-- What is expected --
Recast every line of the entries below as a JSON list of strings, one string per line, with blank lines omitted and the pictures left out.

-- Given data --

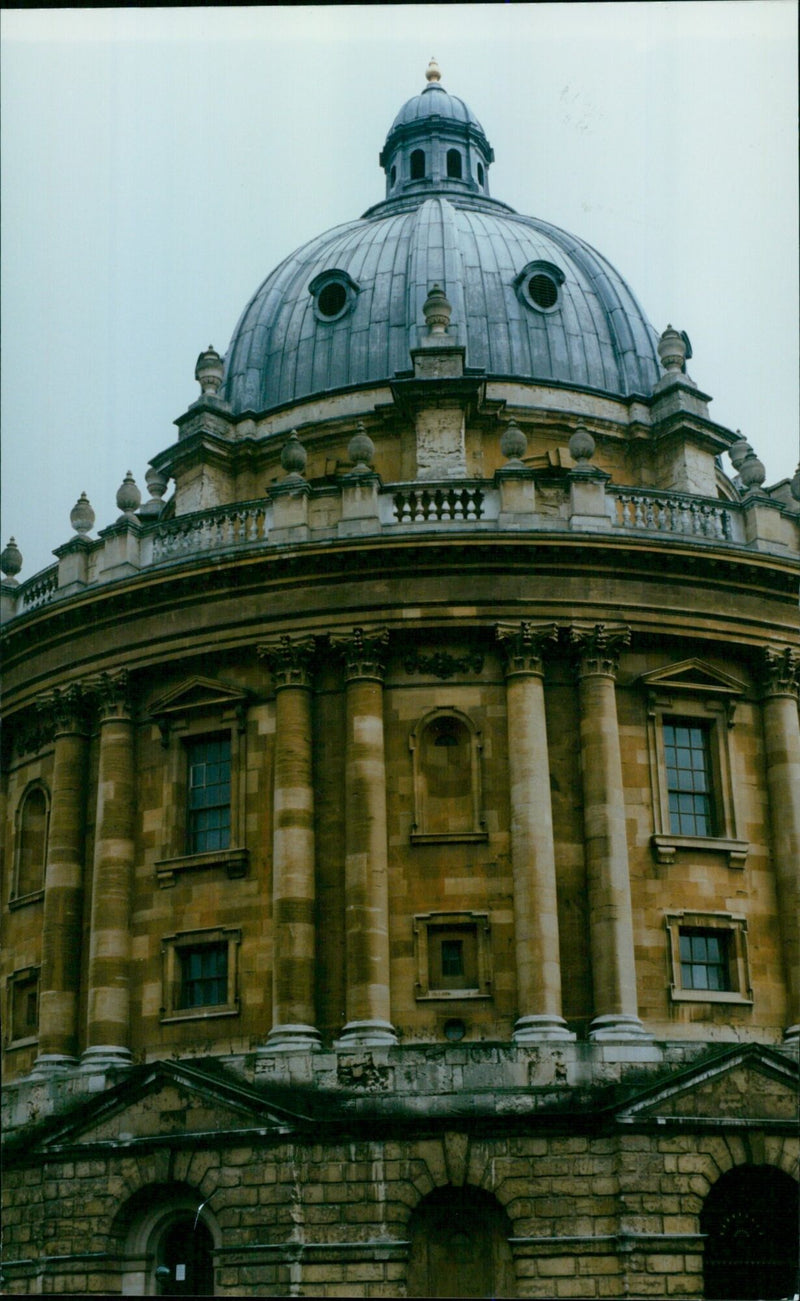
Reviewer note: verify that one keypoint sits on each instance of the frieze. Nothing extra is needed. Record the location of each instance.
(441, 664)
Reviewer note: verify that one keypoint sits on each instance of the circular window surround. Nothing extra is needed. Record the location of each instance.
(334, 293)
(539, 286)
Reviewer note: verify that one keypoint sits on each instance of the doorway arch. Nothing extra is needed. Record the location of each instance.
(751, 1219)
(459, 1245)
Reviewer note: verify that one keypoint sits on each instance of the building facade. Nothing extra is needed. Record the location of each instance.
(402, 818)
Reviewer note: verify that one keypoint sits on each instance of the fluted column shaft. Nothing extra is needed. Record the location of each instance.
(108, 1029)
(782, 746)
(293, 858)
(61, 930)
(532, 847)
(605, 839)
(366, 851)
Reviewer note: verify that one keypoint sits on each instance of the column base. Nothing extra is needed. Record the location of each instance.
(367, 1034)
(53, 1063)
(541, 1029)
(618, 1028)
(292, 1038)
(106, 1057)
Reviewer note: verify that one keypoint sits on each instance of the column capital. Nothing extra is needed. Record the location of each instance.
(290, 660)
(112, 696)
(523, 645)
(599, 649)
(779, 671)
(364, 653)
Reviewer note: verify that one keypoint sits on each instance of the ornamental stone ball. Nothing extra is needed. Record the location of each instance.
(513, 444)
(582, 449)
(437, 311)
(294, 457)
(360, 449)
(11, 561)
(129, 498)
(82, 515)
(671, 350)
(208, 372)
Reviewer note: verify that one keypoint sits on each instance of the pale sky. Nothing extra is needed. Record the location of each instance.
(159, 163)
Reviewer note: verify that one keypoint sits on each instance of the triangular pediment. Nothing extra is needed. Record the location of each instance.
(161, 1101)
(692, 675)
(197, 694)
(747, 1083)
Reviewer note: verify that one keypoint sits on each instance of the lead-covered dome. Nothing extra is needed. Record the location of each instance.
(530, 301)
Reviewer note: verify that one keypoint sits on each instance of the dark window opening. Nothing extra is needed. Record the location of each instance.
(203, 976)
(454, 168)
(688, 766)
(332, 298)
(543, 290)
(704, 959)
(210, 795)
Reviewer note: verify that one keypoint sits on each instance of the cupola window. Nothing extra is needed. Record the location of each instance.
(333, 293)
(454, 171)
(418, 164)
(539, 285)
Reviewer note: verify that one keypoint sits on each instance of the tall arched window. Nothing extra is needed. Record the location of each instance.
(753, 1243)
(418, 164)
(454, 164)
(445, 751)
(31, 841)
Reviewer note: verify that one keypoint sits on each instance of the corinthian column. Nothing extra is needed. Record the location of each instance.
(782, 746)
(293, 855)
(366, 854)
(60, 977)
(532, 850)
(606, 847)
(108, 1031)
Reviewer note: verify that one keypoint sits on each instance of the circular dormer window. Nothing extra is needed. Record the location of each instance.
(333, 293)
(539, 285)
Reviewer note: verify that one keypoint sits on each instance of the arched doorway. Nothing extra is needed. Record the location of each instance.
(459, 1247)
(751, 1220)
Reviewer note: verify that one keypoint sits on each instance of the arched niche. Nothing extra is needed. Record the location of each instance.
(445, 756)
(459, 1247)
(33, 824)
(752, 1248)
(167, 1236)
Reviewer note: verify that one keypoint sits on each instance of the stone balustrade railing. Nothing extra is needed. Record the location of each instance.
(396, 509)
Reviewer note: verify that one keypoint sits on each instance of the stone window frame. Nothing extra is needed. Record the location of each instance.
(16, 899)
(181, 725)
(172, 946)
(419, 831)
(24, 976)
(478, 923)
(714, 708)
(738, 956)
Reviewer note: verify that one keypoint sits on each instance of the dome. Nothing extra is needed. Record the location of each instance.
(530, 301)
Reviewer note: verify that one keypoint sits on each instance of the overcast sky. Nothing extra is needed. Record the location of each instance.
(159, 163)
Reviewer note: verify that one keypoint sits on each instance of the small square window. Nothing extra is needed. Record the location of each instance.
(708, 958)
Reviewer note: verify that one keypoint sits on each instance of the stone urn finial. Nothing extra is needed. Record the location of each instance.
(129, 498)
(513, 444)
(582, 449)
(82, 515)
(294, 457)
(671, 350)
(360, 449)
(11, 561)
(208, 372)
(437, 311)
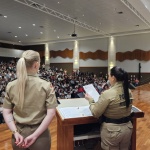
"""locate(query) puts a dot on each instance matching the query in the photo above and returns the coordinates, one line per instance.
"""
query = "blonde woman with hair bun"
(29, 105)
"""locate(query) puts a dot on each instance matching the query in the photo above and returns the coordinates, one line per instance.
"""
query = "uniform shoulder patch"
(44, 79)
(13, 79)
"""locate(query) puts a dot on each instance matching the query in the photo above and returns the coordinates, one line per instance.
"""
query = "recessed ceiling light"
(120, 12)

-- Output of the task --
[
  "Reviewer note: verify that one keypoint sits on each instance of the frieze. Nothing extra is needed. Record the location of each instance.",
  "(441, 664)",
  "Reviewer note: verify that one keypoint sits on each instance of the circular window surround. Nothing extra is needed. Record the location of each instance.",
  "(334, 293)",
  "(539, 286)",
  "Reviewer note: verify that one keypoint sits on each instance of the doorway arch. Nothing extra is needed. Record the location of each instance.",
  "(751, 1219)",
  "(459, 1245)",
  "Reviewer note: verify that one keypoint sits on each instance of the building facade. Nothing extra is needed. Record the location of each instance.",
  "(402, 818)",
  "Reviewer note: verify that one keypoint sits on each instance of the fluted column shaft. Nothing extra is needed. Record the location of each instance.",
  "(108, 1029)",
  "(782, 746)",
  "(293, 858)",
  "(61, 930)",
  "(532, 847)",
  "(605, 839)",
  "(366, 851)",
  "Reviewer note: verify that one keypoint sits on each instance of the column base. Nothing extra is needed. Record the location of each instance.",
  "(367, 1034)",
  "(53, 1063)",
  "(541, 1029)",
  "(618, 1028)",
  "(292, 1038)",
  "(106, 1057)",
  "Reviewer note: verify that one keypoint sits on each instance of the column capital. Nothing extra is needed. Record the location of each instance.",
  "(290, 660)",
  "(112, 696)",
  "(523, 645)",
  "(599, 649)",
  "(779, 671)",
  "(364, 653)",
  "Reviewer note: verify that one keypoint sits on each instance of the ornamental stone ball. Nothing extra is needed. Record the location of each instance.",
  "(513, 444)",
  "(582, 449)",
  "(437, 311)",
  "(294, 457)",
  "(360, 449)",
  "(11, 561)",
  "(129, 498)",
  "(82, 515)",
  "(671, 350)",
  "(208, 372)",
  "Reviewer note: verify that one keypoint sits on each instance of the pale sky. Nothing extra is needed. Record the location of each instance.",
  "(159, 163)",
  "Reviewer note: verify that one keypoint sits on each instance of the triangular pediment. Nothing extra is needed. Record the location of each instance.",
  "(161, 1101)",
  "(692, 675)",
  "(197, 694)",
  "(747, 1083)",
  "Reviewer note: verify that one keypoint sits on each instance of the lead-covered dome. Nothing extra is needed. Record the location of each instance.",
  "(530, 301)",
  "Reviewer note: verify that one keypoint sits on each instance of the dark window opening. Nothing extra is needed. Record the location of each instance.",
  "(203, 976)",
  "(454, 168)",
  "(688, 766)",
  "(332, 298)",
  "(543, 290)",
  "(704, 959)",
  "(210, 795)",
  "Reviewer note: verify that one keypoint sits on each instance of the cupola window. Nothing extra is needed. Record the location of each instance.",
  "(333, 293)",
  "(454, 171)",
  "(418, 164)",
  "(539, 285)",
  "Reviewer note: verify that one keypoint sits on each instance of the tall arched window. Nothing extra is needed. Record the location of each instance.",
  "(753, 1243)",
  "(418, 164)",
  "(454, 164)",
  "(445, 751)",
  "(31, 841)",
  "Reviewer note: verify that one keypoint sits on each instance of the corinthian column. Nothing extra is needed. Record the location of each instance.",
  "(782, 746)",
  "(293, 855)",
  "(366, 854)",
  "(60, 977)",
  "(532, 850)",
  "(606, 847)",
  "(108, 1031)",
  "Reviewer note: verify that one keypoint sits on each instance of the circular dormer window. Nothing extra is needed. Record the location of each instance.",
  "(333, 293)",
  "(539, 285)",
  "Reviewer note: verify that one keypoint sits on each instance of the arched doorway. Nothing extra is needed. Record the location of each instance.",
  "(459, 1247)",
  "(751, 1220)",
  "Reviewer note: verify that one keypoint sits on each instance of the arched niche. Nothing extra is needed. Record the location of each instance.",
  "(445, 756)",
  "(459, 1247)",
  "(33, 824)",
  "(752, 1248)",
  "(167, 1236)",
  "Reviewer note: verify that one keypoint sits on each instance of the stone balustrade railing. Nothing extra is needed. Record the location of each instance.",
  "(396, 509)",
  "Reviewer note: verify that one keypoint sits on each instance of the stone window frame. Nothing extra is needed. Record the location of each instance.",
  "(16, 899)",
  "(181, 725)",
  "(172, 946)",
  "(419, 831)",
  "(24, 976)",
  "(478, 923)",
  "(714, 708)",
  "(738, 956)",
  "Reviewer note: verify that one keypoint sits on each instance of the dome. Nothing extra is needed. Record the location of each instance.",
  "(530, 301)",
  "Reviewer note: verify that one keypoint sits on each instance of the overcast sky. Nothing extra is needed. Record the location of each instance.",
  "(159, 163)",
  "Reviewer note: verify that one keypoint sits on each instance of the small square window. Nothing extra is needed. Record the location of each instance.",
  "(708, 958)",
  "Reviewer note: verify that one keypoint sits on each instance of the stone urn finial. Nothing extra is needed. Record the location of each instance.",
  "(129, 498)",
  "(513, 444)",
  "(582, 449)",
  "(82, 515)",
  "(294, 457)",
  "(671, 350)",
  "(360, 449)",
  "(11, 561)",
  "(208, 372)",
  "(437, 311)",
  "\"\"\"locate(query) puts a dot on each instance matching the query in the photo above and returns the coordinates, one line per instance.",
  "\"\"\"",
  "query = \"blonde woman with hair bun\"",
  "(29, 105)",
  "\"\"\"locate(query) puts a dot on each instance matching the query in the photo above and returns the coordinates, one line per instance.",
  "\"\"\"",
  "query = \"uniform shoulder patch\"",
  "(44, 79)",
  "(13, 79)",
  "\"\"\"locate(query) puts a dot on each instance matching the query in the photo above and returns the coordinates, one line per instance.",
  "\"\"\"",
  "query = \"recessed ceiling light\"",
  "(120, 12)"
]